§ ENUNCIADO A
Indique se cada afirmação abaixo está de acordo com o texto sobre o processo tributário administrativo, respondendo sim ou não e citando literalmente as palavras do texto que decidem a questão. (i) Quando o Fisco executa o contribuinte sem instaurar processo administrativo, o prazo de prescrição é de cinco anos. (ii) Se os fatos não forem comprovados pela autoridade do Fisco, cabe ao sujeito passivo provar que eles não ocorreram. (iii) No exemplo do COFINS, é possível fazer um lançamento por homologação.

Conforme Machado Segundo (2017, p. 113), se a autoridade formular exigências diferentes daquelas que forem apuradas pelo próprio contribuinte, “tem este o direito à impugnação, sob pena de cerceamento de direito de defesa”.
De acordo com a jurisprudência dominante, a autoridade do fisco precisa aproveitar toda a apuração e o sentido jurídico e contábil declarado pelo contribuinte ao fato divergente. Se não for assim, está-se diante de divergência e, por isso, há garantia de processo administrativo para apurar a “verdade material dos fatos”.
Um exemplo dado é sobre a recolha do COFINS, quando o contribuinte declara apuração de certo valor faturado, porém não  recolhe por entender que é isento. Não poderá ser feito um lançamento por “homologação”. Antes, é preciso “mudar “ o valor da apuração e depois resolver a questão. Mas esta mudança torna o direito de defesa do sujeito passivo algo indispensável.
O Fisco sempre necessitará homologar as apurações  e fazê-las suas para que possa executar o sujeito passivo e obter êxito. Caso contrário, poderá ser ela a sucumbente.
Quando o Fisco toma posse da declaração que o contribuinte apresentou, se quiser executá-lo sem instaurar processo administrativo, nem dar-lhe oportunidade de defesa, poderá fazê-lo, porém, o prazo de prescrição contado a partir desta data, será de cinco anos.

4.  O ônus da prova no processo tributário administrativo

            A fundamentação nos processos tributários é essencial, uma vez que se suportam em atos administrativos, assim os fatos são as justificativas do fazer , seja de um ato de lançamento que deve ser descrito e comprovado pela autoridade competente que houve tal emissão.
            Somente assim pode ser homologado.
            Se os fatos não forem comprovados pela autoridade do órgão do Fisco, não tem o sujeito passivo a obrigação de produzir prova para demonstrar que tais fatos não ocorreram. Ao contrário, não é ele quem deve provar, mas sim exigir que o ato possui ausência de comprovação e, portanto, é nulo, ou seja possui falta de fundamentação ou não possui qualquer prova concreta dos fatos descritos, comprobatórios do valor a ser lançado e, portanto, homologado.

§ LINHAS FORNECIDAS
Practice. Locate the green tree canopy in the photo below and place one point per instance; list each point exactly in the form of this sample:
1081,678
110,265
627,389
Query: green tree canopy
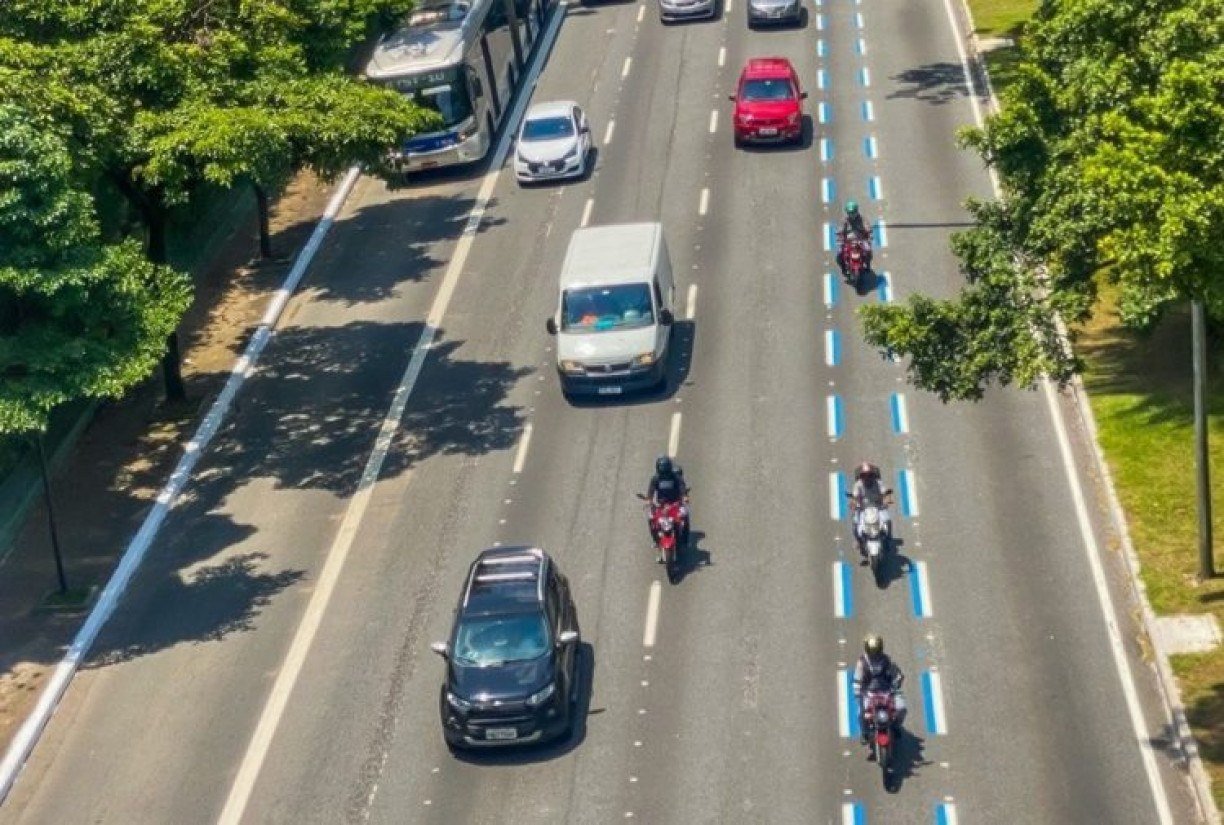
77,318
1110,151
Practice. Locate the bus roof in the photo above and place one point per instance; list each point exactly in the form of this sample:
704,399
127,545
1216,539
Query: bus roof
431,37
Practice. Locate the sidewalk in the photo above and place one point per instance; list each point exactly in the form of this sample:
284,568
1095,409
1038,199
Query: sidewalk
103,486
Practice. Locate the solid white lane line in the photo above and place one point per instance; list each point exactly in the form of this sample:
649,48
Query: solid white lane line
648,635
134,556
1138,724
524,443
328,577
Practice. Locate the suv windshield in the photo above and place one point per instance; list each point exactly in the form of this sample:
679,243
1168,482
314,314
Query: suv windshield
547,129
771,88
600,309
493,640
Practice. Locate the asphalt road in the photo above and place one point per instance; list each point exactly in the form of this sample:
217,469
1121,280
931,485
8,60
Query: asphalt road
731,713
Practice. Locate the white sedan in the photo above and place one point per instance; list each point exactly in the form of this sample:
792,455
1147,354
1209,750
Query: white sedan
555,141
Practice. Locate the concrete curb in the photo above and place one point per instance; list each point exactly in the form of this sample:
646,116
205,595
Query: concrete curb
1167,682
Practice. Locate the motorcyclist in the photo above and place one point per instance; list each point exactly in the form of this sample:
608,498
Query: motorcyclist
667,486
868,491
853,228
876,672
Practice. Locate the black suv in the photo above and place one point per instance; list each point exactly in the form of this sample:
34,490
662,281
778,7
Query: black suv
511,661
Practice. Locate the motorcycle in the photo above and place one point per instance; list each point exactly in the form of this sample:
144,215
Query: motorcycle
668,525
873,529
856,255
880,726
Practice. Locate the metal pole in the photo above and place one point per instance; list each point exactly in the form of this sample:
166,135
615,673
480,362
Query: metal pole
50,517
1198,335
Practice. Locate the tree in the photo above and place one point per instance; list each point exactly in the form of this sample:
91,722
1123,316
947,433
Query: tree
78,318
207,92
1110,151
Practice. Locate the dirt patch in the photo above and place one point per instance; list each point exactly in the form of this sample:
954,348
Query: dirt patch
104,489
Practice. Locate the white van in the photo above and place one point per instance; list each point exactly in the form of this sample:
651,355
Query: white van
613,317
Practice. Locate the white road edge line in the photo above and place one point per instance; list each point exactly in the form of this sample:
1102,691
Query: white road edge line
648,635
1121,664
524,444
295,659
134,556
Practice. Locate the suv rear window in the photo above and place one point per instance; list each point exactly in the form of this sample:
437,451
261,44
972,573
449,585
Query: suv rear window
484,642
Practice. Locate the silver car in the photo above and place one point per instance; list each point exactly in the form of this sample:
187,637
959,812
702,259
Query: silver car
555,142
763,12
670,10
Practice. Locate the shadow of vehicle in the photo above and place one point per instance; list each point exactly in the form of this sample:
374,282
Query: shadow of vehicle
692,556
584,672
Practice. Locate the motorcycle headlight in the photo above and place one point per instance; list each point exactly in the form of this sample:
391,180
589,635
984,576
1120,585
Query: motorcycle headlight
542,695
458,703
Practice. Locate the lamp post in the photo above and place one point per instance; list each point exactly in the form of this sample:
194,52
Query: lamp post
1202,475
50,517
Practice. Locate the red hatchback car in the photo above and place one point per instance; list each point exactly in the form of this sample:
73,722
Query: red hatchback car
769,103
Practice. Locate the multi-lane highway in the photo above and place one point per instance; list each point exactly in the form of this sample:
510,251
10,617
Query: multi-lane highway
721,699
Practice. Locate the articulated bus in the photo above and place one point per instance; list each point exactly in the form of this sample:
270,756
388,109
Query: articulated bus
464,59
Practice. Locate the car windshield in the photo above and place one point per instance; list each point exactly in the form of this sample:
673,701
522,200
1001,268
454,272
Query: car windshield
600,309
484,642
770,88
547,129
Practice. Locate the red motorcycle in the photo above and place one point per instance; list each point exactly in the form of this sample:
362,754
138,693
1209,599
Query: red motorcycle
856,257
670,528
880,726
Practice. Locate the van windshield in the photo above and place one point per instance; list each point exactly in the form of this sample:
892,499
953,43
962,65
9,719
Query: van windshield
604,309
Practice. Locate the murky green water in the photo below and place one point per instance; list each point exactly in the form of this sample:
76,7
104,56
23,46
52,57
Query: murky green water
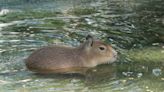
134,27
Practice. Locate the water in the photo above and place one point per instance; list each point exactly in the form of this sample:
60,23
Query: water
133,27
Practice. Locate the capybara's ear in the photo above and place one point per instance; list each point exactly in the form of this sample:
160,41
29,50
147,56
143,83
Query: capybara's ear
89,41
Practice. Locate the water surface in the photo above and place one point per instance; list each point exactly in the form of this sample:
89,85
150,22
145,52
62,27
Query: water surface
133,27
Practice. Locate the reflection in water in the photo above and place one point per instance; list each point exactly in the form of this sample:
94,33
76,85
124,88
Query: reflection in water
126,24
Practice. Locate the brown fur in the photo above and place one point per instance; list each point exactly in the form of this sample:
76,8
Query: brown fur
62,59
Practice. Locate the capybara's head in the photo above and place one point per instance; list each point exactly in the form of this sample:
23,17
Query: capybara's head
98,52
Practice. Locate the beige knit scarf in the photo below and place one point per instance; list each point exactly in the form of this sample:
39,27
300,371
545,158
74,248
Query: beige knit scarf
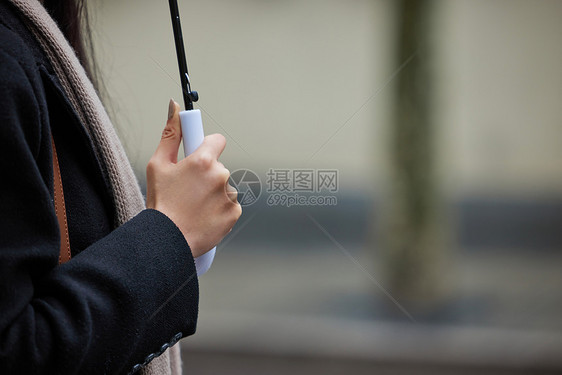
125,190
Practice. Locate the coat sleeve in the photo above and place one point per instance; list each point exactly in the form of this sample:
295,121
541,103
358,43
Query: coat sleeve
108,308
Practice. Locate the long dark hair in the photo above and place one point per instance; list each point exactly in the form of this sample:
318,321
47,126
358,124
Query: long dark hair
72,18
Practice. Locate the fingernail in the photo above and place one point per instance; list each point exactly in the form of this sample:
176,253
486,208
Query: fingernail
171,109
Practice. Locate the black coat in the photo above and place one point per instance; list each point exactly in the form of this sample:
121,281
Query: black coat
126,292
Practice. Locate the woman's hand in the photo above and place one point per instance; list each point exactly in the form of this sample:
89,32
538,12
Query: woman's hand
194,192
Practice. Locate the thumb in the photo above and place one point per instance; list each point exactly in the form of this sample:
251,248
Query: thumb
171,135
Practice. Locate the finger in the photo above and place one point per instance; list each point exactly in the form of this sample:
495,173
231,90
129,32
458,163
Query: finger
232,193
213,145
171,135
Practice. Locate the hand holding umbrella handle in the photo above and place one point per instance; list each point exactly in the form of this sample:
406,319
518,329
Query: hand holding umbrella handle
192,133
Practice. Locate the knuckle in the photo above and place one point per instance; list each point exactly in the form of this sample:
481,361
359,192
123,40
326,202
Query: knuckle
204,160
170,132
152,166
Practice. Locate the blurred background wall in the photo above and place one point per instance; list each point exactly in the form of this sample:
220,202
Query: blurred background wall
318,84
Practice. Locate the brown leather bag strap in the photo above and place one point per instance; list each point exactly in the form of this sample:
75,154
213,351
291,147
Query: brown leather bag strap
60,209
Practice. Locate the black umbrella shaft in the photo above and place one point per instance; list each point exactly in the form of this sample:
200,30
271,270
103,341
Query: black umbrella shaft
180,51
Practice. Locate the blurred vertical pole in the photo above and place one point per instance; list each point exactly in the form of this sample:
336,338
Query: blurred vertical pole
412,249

==

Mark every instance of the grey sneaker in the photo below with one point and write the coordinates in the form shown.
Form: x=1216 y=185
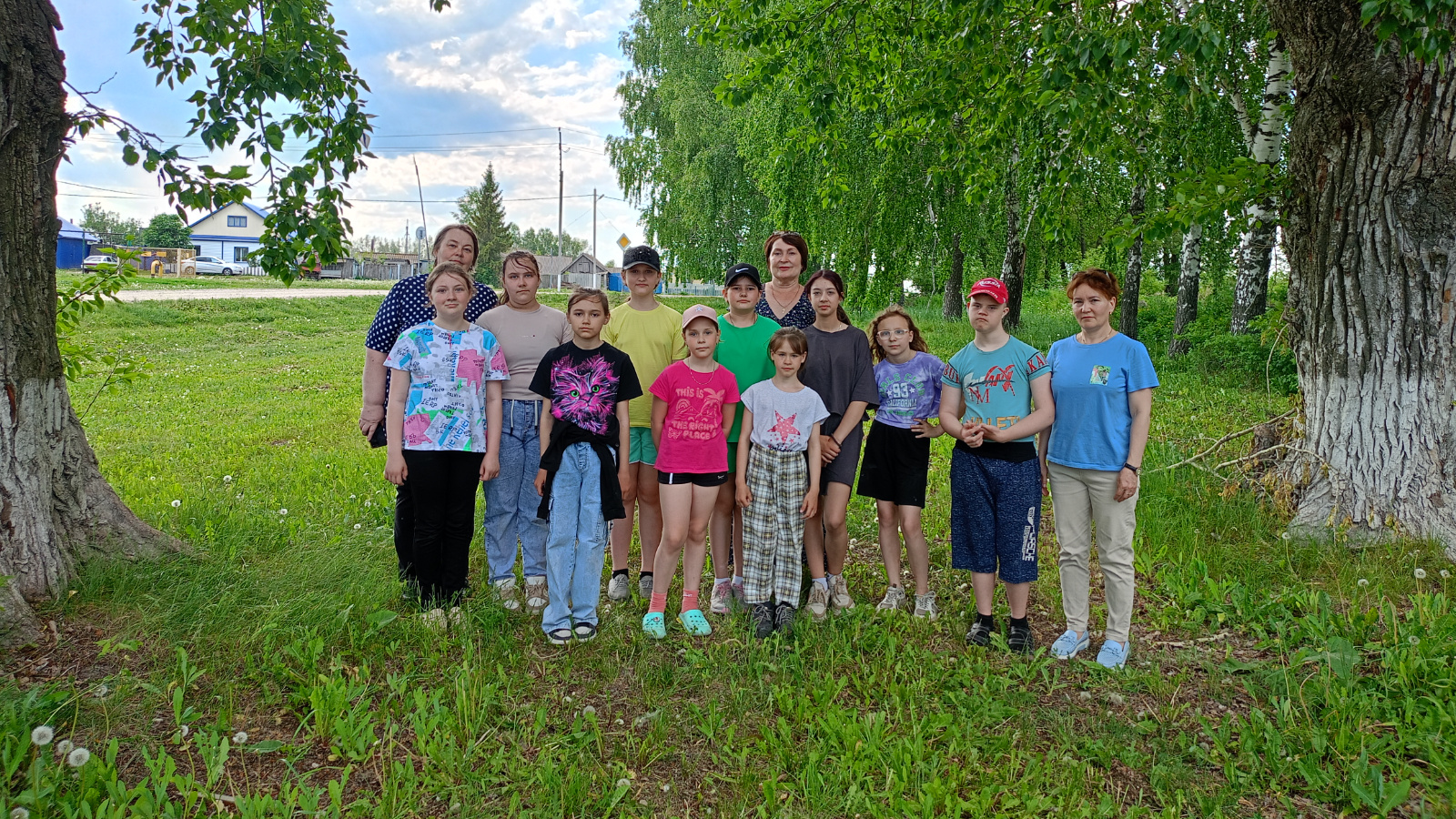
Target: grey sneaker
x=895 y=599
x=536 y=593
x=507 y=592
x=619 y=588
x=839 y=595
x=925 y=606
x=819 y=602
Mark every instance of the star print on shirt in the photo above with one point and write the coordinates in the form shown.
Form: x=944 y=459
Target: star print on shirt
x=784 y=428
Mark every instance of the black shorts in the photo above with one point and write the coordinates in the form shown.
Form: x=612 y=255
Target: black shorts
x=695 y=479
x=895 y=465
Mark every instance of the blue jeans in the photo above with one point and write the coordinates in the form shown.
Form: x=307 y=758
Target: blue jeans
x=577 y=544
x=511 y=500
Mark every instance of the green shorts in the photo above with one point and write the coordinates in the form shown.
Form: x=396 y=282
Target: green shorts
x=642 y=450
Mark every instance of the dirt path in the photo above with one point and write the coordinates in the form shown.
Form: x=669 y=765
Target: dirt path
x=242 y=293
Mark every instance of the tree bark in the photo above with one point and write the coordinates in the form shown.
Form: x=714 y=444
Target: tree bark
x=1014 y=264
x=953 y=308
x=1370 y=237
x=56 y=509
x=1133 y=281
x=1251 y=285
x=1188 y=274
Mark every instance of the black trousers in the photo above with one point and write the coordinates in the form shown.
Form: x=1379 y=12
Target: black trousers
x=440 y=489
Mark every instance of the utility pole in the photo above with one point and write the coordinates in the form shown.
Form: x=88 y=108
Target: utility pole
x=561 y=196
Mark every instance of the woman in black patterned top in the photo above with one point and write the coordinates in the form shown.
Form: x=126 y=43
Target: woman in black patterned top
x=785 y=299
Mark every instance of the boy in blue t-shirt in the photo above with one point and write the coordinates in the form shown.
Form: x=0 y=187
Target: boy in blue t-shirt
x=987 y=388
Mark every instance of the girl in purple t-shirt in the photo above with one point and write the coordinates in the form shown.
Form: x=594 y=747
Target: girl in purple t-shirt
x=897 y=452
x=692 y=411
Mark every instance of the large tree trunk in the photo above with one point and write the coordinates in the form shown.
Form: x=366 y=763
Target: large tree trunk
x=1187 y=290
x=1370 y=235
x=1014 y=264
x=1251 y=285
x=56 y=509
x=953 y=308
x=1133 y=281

§ ENUNCIADO B
Substitua "Target" por "Objeto" no trecho das linhas do segundo bloco que começa na linha com "Mark every instance of the black shorts" e termina na linha com "x=440 y=489", ambas incluídas. Reproduza só esse trecho, sem nenhuma outra alteração.

§ RESOLUÇÃO A
(i) Sim: "o prazo de prescrição contado a partir desta data, será de cinco anos."
(ii) Não: "não tem o sujeito passivo a obrigação de produzir prova para demonstrar que tais fatos não ocorreram."
(iii) Não: "Não poderá ser feito um lançamento por “homologação”."

§ RESOLUÇÃO B
Mark every instance of the black shorts in the photo above with one point and write the coordinates in the form shown.
Form: x=612 y=255
Objeto: black shorts
x=695 y=479
x=895 y=465
Mark every instance of the blue jeans in the photo above with one point and write the coordinates in the form shown.
Form: x=307 y=758
Objeto: blue jeans
x=577 y=544
x=511 y=500
Mark every instance of the green shorts in the photo above with one point and write the coordinates in the form shown.
Form: x=396 y=282
Objeto: green shorts
x=642 y=450
Mark every instance of the dirt path in the photo above with one point and write the coordinates in the form shown.
Form: x=669 y=765
Objeto: dirt path
x=242 y=293
Mark every instance of the tree bark in the photo above with one point and write the coordinates in the form shown.
Form: x=714 y=444
Objeto: tree bark
x=1014 y=264
x=953 y=308
x=1370 y=237
x=56 y=509
x=1133 y=281
x=1251 y=285
x=1188 y=274
Mark every instance of the black trousers in the photo above with one point and write the coordinates in the form shown.
Form: x=1379 y=12
Objeto: black trousers
x=440 y=489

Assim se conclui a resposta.